## What to produce
Reproduce, word for word, everything in the listing from the line that contains "the concrete walkway" down to the end of the listing.

## Provided records
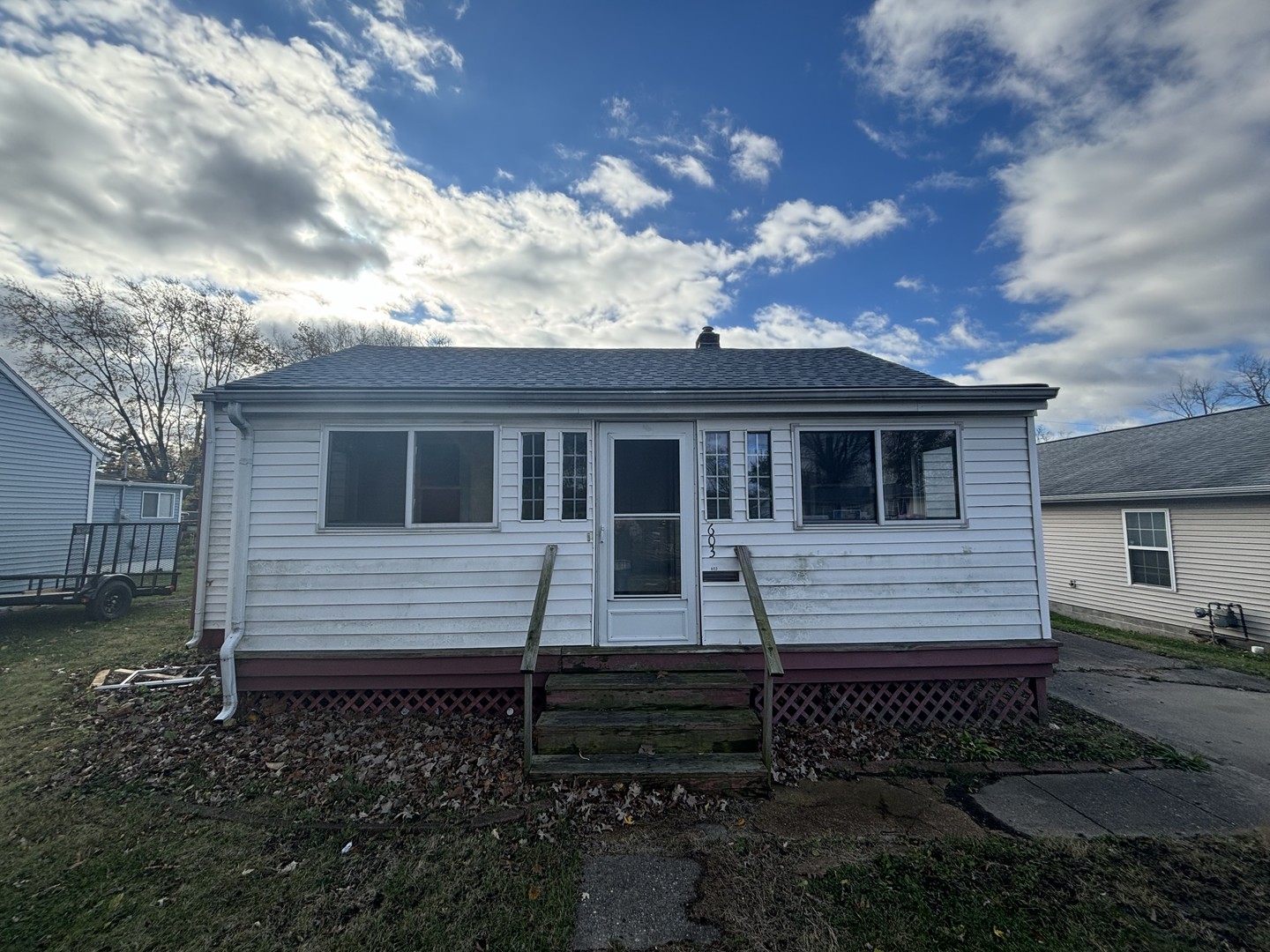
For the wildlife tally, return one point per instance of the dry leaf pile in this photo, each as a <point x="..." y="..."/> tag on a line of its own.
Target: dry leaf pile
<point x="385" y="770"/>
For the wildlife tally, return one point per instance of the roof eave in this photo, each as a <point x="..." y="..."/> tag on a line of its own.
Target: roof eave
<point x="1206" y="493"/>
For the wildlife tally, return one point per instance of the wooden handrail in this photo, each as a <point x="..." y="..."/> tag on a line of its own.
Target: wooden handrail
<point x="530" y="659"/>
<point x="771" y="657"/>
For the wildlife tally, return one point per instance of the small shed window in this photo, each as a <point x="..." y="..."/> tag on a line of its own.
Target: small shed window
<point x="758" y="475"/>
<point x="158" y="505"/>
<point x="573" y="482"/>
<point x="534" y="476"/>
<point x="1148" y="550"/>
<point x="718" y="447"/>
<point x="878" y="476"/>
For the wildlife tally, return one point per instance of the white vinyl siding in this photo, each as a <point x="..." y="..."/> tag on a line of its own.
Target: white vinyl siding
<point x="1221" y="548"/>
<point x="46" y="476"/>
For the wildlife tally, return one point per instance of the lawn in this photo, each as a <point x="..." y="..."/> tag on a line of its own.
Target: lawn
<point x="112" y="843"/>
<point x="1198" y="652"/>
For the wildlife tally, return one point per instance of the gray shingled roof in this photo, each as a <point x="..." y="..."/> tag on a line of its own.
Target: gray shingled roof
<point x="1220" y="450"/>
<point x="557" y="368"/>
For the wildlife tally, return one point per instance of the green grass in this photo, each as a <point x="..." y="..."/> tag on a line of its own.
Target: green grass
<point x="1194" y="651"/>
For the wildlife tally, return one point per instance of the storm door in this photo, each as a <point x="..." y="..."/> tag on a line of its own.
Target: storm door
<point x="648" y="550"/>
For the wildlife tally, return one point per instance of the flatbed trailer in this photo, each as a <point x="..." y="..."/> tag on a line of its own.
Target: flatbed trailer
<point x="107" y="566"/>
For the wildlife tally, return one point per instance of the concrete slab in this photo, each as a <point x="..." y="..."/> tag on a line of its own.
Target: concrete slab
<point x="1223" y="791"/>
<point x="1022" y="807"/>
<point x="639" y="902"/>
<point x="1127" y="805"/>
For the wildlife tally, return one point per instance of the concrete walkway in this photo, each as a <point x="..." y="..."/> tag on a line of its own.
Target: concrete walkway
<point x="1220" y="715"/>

## Correct response
For the wildlife tally, return one point per instance of the concrete walkway in this photo, each as a <point x="..." y="..."/> tag on a line of its own.
Target: concrete walkway
<point x="1220" y="715"/>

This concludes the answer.